**Task brief:**
Express each non-empty line of the listing as a string in a JSON list, leaving out the picture lines.

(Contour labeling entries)
◆ ◆ ◆ ◆
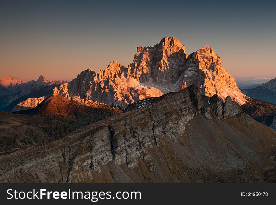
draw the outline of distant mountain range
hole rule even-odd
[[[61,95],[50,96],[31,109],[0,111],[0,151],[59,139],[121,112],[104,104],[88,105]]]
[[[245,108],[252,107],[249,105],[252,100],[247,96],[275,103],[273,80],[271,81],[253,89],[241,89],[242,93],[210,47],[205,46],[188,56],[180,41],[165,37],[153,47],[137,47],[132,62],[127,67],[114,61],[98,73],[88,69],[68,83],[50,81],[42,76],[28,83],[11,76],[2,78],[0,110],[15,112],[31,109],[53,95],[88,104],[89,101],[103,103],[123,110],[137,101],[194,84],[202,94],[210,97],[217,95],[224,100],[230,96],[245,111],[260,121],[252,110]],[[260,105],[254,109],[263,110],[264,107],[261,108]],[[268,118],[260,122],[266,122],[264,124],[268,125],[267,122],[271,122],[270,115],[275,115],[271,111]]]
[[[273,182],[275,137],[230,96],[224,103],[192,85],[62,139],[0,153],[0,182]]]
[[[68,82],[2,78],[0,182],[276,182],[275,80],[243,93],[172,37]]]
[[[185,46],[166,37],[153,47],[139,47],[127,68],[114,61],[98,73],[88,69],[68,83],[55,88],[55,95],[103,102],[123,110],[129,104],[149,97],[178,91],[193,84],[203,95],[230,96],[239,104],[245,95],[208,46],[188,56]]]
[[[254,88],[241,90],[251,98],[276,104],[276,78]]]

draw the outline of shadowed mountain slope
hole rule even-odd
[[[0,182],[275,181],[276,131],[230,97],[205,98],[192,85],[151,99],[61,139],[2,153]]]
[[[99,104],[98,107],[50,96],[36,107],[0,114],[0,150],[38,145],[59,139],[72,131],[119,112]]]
◆ ◆ ◆ ◆
**Result below:**
[
  "draw the outline of distant mountain range",
  "hole rule even-odd",
  "[[[61,95],[50,96],[31,109],[0,111],[0,151],[59,139],[121,112],[104,104],[88,105]]]",
  "[[[245,108],[252,107],[249,105],[252,100],[247,96],[275,103],[273,80],[271,81],[253,89],[241,89],[242,93],[210,47],[205,46],[188,56],[180,41],[165,37],[153,47],[137,47],[132,62],[127,67],[114,61],[98,73],[88,69],[68,83],[50,81],[42,76],[28,83],[11,76],[2,78],[0,110],[15,112],[31,109],[53,95],[88,104],[89,101],[103,103],[123,110],[137,101],[194,84],[202,94],[210,97],[217,95],[224,100],[230,96],[245,111],[260,121],[252,110]],[[260,105],[254,109],[263,110],[264,107],[261,108]],[[268,118],[260,122],[266,122],[264,124],[268,125],[267,122],[271,122],[270,115],[275,115],[271,111]]]",
  "[[[273,182],[275,137],[230,96],[224,103],[192,85],[62,139],[0,153],[0,182]]]",
  "[[[68,82],[2,78],[0,182],[276,182],[275,80],[243,93],[172,37]]]",
  "[[[185,46],[166,37],[153,47],[139,47],[127,68],[114,61],[98,73],[88,69],[68,83],[55,88],[55,95],[103,102],[123,110],[129,104],[149,97],[178,91],[193,84],[203,95],[230,96],[239,104],[245,95],[208,46],[188,56]]]",
  "[[[254,88],[241,90],[251,98],[276,104],[276,78]]]",
  "draw the outline of shadowed mountain slope",
  "hole rule even-odd",
  "[[[0,182],[275,181],[276,131],[230,97],[205,98],[192,85],[151,99],[61,139],[2,153]]]",
  "[[[99,104],[98,107],[50,96],[36,107],[0,114],[0,150],[38,145],[59,139],[72,131],[119,112]]]"
]